Listed entries:
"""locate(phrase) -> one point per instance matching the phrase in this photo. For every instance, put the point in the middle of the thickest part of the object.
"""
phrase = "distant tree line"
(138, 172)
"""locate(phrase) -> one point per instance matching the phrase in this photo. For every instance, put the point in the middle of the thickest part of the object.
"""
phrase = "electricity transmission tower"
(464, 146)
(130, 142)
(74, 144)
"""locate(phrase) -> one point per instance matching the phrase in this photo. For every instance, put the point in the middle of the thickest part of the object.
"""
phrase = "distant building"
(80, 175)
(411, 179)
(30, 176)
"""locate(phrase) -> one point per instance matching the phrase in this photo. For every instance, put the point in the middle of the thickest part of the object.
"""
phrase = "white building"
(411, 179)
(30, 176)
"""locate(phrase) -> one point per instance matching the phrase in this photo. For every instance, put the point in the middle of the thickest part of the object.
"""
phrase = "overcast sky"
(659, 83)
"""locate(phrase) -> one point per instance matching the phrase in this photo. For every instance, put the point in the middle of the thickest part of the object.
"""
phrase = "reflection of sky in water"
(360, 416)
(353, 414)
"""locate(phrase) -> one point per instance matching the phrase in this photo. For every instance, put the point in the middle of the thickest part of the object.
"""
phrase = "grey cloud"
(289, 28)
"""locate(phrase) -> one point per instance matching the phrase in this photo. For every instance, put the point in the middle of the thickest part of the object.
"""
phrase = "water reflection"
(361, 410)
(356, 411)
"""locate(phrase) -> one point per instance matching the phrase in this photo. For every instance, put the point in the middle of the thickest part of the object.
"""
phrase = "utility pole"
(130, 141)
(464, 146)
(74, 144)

Given instruction:
Retype every entry above, word for word.

Result for this exercise:
"""locate(phrase) -> one point per instance matching the phrase in this photo. For every instance, put the point in the middle of the thickest part of the object.
"""
phrase = "distant tree line"
(138, 172)
"""locate(phrase) -> one point per instance matching the phrase in this photo. For every instance, put the point in the middle of the thickest part of the object.
"""
phrase = "electricity transmission tower"
(464, 146)
(130, 142)
(74, 144)
"""locate(phrase) -> one point per instance matching the phrase in this photo. For every instance, put the point in the middle of the thickest part of the object.
"""
phrase = "distant building"
(80, 175)
(411, 179)
(30, 176)
"""locate(phrase) -> one point per instance matching the phrase in this photo. For every instance, put the point in the middle of the thickest part of the object.
"""
phrase = "white building"
(411, 179)
(30, 176)
"""locate(phrase) -> one point per instance matching the phrase in this photo. For every instance, put the point in the middle of the thickest part of the object.
"""
phrase = "overcast sky"
(659, 83)
"""locate(phrase) -> one point per instance matching the phrase in this photo. For every instance, put the point in the middle of the thickest part of the object.
"""
phrase = "reflection of sky in water"
(360, 416)
(353, 414)
"""locate(phrase) -> one point per instance matching the phrase in this photo. For every instance, put the point in the middle of the thickest part of the object.
"""
phrase = "grey cloud"
(289, 28)
"""locate(phrase) -> one point per instance matching the phrase in this photo. For every instance, put the point in the middle of the thickest part of the object.
"""
phrase = "water reflection"
(361, 410)
(356, 411)
"""locate(phrase) -> one point per instance matching the phrase in this photo. For every instance, put the point in the middle of the thickest part of the object.
"""
phrase = "utility pole"
(130, 141)
(464, 146)
(74, 144)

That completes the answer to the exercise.